:: Exercise prompt ::
Rewrite everything from the line containing "outlet in this photo" down to the line containing "[301,44,320,210]", both ends included, and leave out all other entries. Keep every request line as it is, and shift each bounding box coordinate up by 130.

:: Task inputs ::
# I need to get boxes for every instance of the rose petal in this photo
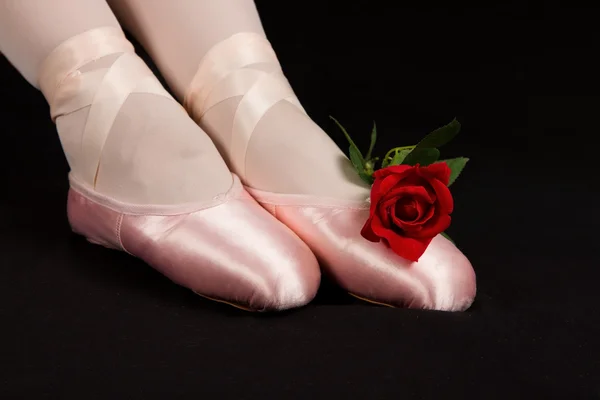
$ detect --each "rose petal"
[378,175,402,196]
[383,182,436,204]
[392,196,419,222]
[430,179,454,214]
[377,202,392,229]
[360,215,379,242]
[411,214,452,239]
[370,179,383,214]
[392,201,435,230]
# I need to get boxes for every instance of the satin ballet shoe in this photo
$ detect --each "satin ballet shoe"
[247,188,476,311]
[184,33,476,311]
[40,28,320,311]
[67,173,320,311]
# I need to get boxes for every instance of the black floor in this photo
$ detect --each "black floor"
[0,0,600,399]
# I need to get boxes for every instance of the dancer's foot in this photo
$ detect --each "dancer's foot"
[184,33,475,310]
[40,28,319,310]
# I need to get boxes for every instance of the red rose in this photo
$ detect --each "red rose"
[361,162,454,261]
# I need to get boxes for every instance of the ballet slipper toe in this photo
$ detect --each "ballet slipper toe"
[249,189,476,311]
[68,173,320,311]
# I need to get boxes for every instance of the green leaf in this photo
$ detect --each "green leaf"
[389,149,412,167]
[329,116,365,163]
[402,145,440,166]
[440,232,456,244]
[365,121,377,160]
[358,172,375,185]
[381,146,415,168]
[349,146,365,174]
[416,118,460,149]
[442,157,469,186]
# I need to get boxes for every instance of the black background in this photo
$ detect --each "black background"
[0,0,600,399]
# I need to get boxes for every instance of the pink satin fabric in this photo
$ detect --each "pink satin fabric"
[185,33,476,311]
[40,28,320,311]
[68,177,320,311]
[248,189,476,311]
[184,32,304,178]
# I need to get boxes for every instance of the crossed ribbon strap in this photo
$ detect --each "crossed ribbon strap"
[184,32,304,176]
[38,27,172,186]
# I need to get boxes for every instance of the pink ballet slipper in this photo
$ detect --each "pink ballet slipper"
[67,173,320,310]
[243,188,476,311]
[40,28,320,311]
[184,33,476,311]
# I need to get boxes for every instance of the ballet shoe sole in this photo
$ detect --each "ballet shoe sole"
[192,290,258,313]
[348,292,398,308]
[79,231,257,312]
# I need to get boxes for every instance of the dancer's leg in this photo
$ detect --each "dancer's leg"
[0,0,231,204]
[109,0,368,199]
[0,0,320,310]
[106,0,475,310]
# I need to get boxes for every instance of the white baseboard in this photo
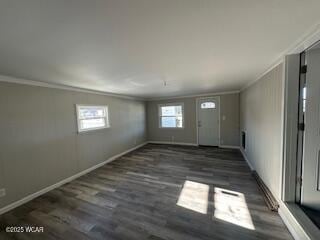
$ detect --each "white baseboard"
[0,142,148,215]
[279,201,320,240]
[219,145,240,149]
[148,141,198,146]
[239,148,254,171]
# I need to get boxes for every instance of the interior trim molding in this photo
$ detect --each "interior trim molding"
[148,141,198,146]
[240,23,320,92]
[146,90,240,102]
[239,147,255,171]
[219,145,240,150]
[279,201,320,240]
[0,75,145,101]
[0,142,148,215]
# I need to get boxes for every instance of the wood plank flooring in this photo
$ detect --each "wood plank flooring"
[0,144,292,240]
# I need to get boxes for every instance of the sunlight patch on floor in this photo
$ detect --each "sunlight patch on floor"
[177,181,209,214]
[214,187,255,230]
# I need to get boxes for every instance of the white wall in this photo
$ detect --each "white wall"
[0,82,146,208]
[240,64,284,199]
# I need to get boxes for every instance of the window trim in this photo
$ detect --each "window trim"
[76,104,110,133]
[158,102,185,129]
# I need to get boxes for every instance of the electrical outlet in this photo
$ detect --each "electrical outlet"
[0,188,6,197]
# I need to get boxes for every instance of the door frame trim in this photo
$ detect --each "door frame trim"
[196,96,221,147]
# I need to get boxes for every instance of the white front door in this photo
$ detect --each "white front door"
[197,97,220,146]
[301,44,320,210]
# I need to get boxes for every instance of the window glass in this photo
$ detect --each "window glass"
[77,105,109,132]
[201,102,216,109]
[159,104,183,128]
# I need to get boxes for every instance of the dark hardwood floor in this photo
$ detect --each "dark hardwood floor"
[0,144,292,240]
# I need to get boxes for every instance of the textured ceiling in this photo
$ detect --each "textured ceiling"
[0,0,320,98]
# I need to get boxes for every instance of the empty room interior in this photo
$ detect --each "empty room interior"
[0,0,320,240]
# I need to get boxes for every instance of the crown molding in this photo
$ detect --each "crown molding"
[0,75,146,101]
[240,23,320,92]
[146,90,240,102]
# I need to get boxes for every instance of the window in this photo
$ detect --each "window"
[201,102,216,109]
[77,105,110,132]
[159,103,183,128]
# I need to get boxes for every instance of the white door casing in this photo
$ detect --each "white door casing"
[301,47,320,210]
[197,97,220,146]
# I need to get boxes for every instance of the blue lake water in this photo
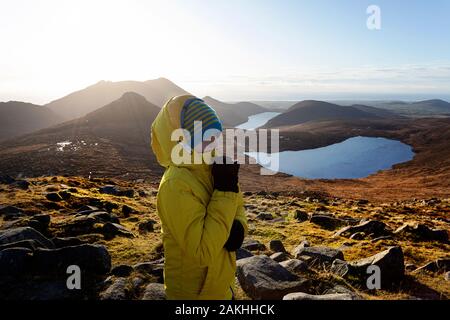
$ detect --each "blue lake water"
[236,112,280,130]
[246,137,414,179]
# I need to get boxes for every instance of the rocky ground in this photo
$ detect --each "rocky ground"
[0,176,450,300]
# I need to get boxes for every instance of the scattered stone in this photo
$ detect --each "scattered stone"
[236,248,253,260]
[333,220,386,237]
[45,192,63,202]
[32,244,111,276]
[292,209,309,222]
[241,239,266,251]
[270,252,290,262]
[331,247,405,289]
[415,258,450,272]
[138,220,156,232]
[280,259,308,273]
[292,245,344,264]
[283,292,357,301]
[310,214,347,230]
[236,255,311,300]
[100,278,130,300]
[111,264,133,277]
[269,240,286,252]
[142,283,166,300]
[0,227,55,248]
[394,223,448,242]
[256,212,273,221]
[101,222,134,239]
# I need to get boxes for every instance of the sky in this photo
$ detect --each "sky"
[0,0,450,104]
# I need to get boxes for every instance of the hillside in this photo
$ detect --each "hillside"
[0,93,160,176]
[46,78,187,120]
[0,101,62,140]
[265,100,379,128]
[203,97,267,127]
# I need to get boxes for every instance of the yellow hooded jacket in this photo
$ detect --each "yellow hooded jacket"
[152,95,247,300]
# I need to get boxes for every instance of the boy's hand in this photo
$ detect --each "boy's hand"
[212,156,239,193]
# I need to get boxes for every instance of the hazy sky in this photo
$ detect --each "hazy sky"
[0,0,450,103]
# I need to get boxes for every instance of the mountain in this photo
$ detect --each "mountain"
[376,99,450,116]
[265,100,379,128]
[203,96,268,127]
[46,78,187,120]
[0,101,62,140]
[0,92,160,176]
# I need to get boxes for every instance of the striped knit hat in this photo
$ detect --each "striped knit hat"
[181,98,222,149]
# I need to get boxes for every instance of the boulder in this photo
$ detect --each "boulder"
[333,220,386,238]
[111,264,133,277]
[270,252,290,262]
[394,223,448,242]
[236,255,311,300]
[100,278,131,300]
[45,192,63,202]
[241,239,266,251]
[292,245,344,264]
[32,244,111,276]
[0,248,32,276]
[0,227,55,248]
[280,259,308,273]
[283,292,356,301]
[236,248,253,260]
[292,209,309,222]
[142,283,166,300]
[309,214,347,230]
[331,247,405,289]
[269,240,286,252]
[101,222,134,239]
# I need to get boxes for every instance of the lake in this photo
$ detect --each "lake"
[246,137,414,179]
[236,112,280,130]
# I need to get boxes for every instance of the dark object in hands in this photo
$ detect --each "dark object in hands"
[212,157,239,192]
[224,220,245,251]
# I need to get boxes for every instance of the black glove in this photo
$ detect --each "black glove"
[212,157,239,192]
[224,220,245,251]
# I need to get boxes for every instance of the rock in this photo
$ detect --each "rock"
[0,240,45,251]
[269,240,286,252]
[52,237,84,248]
[32,244,111,276]
[394,223,448,242]
[142,283,166,300]
[100,278,130,300]
[101,222,134,239]
[88,211,119,223]
[236,255,311,300]
[280,259,308,273]
[310,214,347,230]
[0,227,55,248]
[256,212,273,221]
[270,252,290,262]
[111,264,133,277]
[292,245,344,264]
[283,292,356,301]
[138,220,156,232]
[331,247,405,289]
[11,180,31,190]
[414,258,450,272]
[292,209,309,222]
[236,248,253,260]
[0,206,23,218]
[98,185,134,198]
[333,220,386,237]
[0,248,32,276]
[45,192,63,202]
[241,239,266,251]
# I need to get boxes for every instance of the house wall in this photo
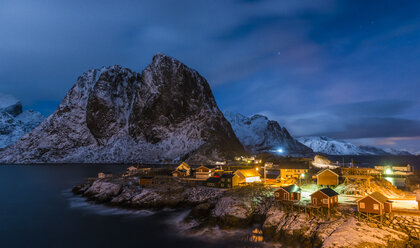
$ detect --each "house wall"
[384,202,392,213]
[317,171,338,185]
[196,167,210,172]
[311,191,330,208]
[357,196,383,214]
[274,188,289,201]
[195,172,211,179]
[274,188,301,201]
[280,169,308,178]
[139,179,153,185]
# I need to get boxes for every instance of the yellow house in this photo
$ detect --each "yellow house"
[175,162,191,176]
[273,163,309,180]
[234,169,261,183]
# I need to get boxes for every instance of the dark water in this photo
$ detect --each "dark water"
[0,165,246,248]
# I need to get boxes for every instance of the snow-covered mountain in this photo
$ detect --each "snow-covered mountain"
[224,112,312,155]
[298,136,412,155]
[0,54,244,163]
[0,94,44,148]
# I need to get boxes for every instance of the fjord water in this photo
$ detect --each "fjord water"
[0,156,420,248]
[0,165,233,248]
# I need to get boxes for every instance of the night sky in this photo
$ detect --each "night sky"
[0,0,420,152]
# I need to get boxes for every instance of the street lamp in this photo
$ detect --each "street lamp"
[299,173,305,185]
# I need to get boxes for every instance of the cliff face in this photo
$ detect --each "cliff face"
[0,54,244,163]
[225,112,312,155]
[0,94,44,148]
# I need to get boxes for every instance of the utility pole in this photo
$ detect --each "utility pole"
[264,164,267,184]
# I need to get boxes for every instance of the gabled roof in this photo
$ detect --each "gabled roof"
[281,184,302,193]
[311,188,339,197]
[235,169,261,177]
[177,162,191,169]
[357,191,391,204]
[258,170,280,179]
[206,177,220,183]
[171,170,186,174]
[220,173,235,178]
[315,169,339,177]
[273,162,309,169]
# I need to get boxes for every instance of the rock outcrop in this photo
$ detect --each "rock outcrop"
[0,94,44,148]
[224,112,312,155]
[0,54,244,163]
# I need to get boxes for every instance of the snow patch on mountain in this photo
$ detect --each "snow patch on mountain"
[0,93,44,148]
[0,54,244,163]
[298,136,412,155]
[224,112,312,155]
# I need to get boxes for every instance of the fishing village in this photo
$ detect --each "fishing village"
[73,155,420,247]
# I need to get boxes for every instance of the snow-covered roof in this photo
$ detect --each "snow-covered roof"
[276,184,302,193]
[311,188,339,197]
[235,169,261,177]
[357,191,391,204]
[316,169,339,177]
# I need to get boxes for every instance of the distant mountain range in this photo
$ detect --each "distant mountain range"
[0,54,412,164]
[298,136,412,155]
[224,112,312,156]
[0,54,245,164]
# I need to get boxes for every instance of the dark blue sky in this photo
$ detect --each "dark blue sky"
[0,0,420,152]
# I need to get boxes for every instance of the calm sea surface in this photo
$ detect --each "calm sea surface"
[0,165,246,248]
[0,156,420,248]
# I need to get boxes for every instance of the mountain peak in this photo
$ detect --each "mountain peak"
[0,54,244,163]
[225,112,312,155]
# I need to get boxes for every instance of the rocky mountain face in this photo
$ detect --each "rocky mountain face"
[224,112,312,155]
[0,54,244,163]
[298,136,412,155]
[0,94,44,148]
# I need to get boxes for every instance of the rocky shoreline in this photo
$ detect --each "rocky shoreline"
[73,177,419,248]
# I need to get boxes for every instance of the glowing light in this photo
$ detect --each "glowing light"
[245,177,261,183]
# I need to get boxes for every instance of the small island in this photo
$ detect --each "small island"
[73,157,420,247]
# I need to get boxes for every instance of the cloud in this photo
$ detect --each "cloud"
[0,0,420,152]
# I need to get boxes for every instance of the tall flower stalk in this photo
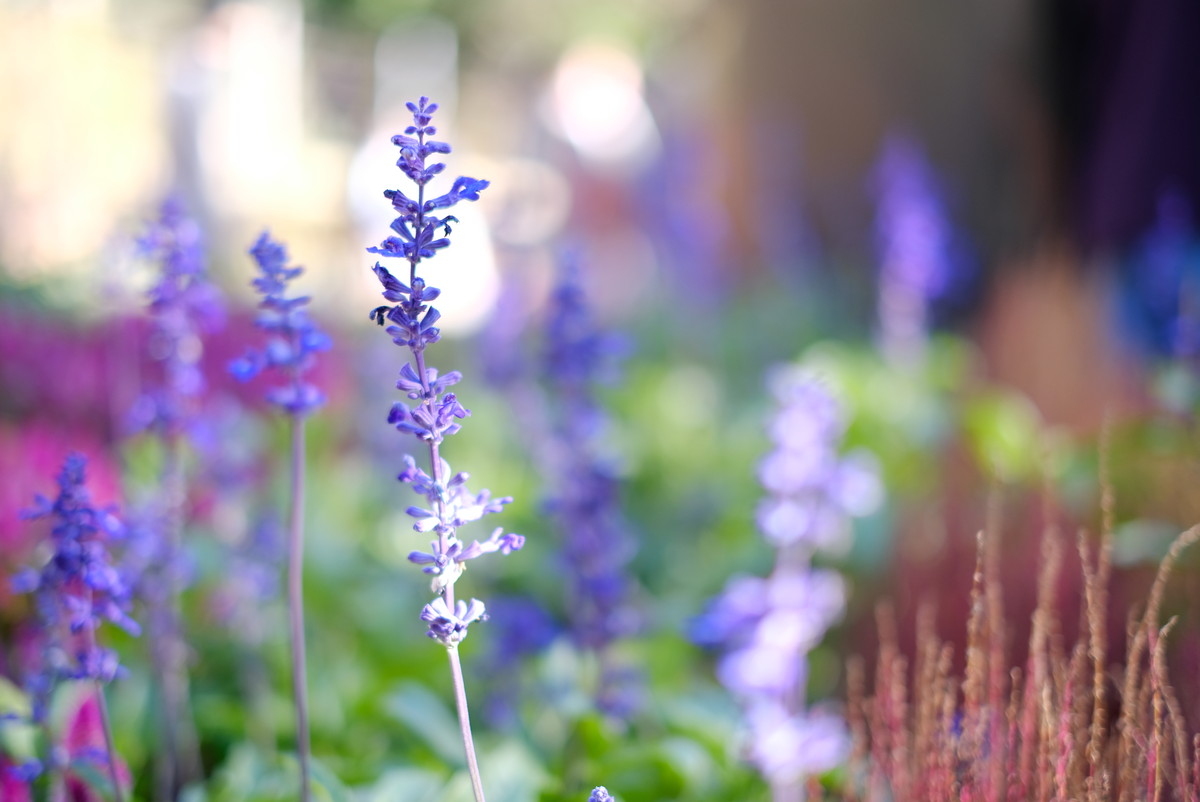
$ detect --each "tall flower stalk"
[130,198,224,801]
[695,369,880,802]
[12,454,140,802]
[875,136,965,364]
[368,97,524,802]
[229,232,330,802]
[545,261,636,716]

:: Output of the exercise ::
# I need to get boxes for every instance of the electrical outlet in this photo
$ detect --each "electrical outlet"
[130,318,136,327]
# I need to get boxes for every instance of the door frame trim in this photo
$ detect --each "door frame trim"
[326,226,351,277]
# I need to get boxes for every instance of the white front door in this photo
$ detect --each "white front door"
[327,227,350,276]
[431,174,450,340]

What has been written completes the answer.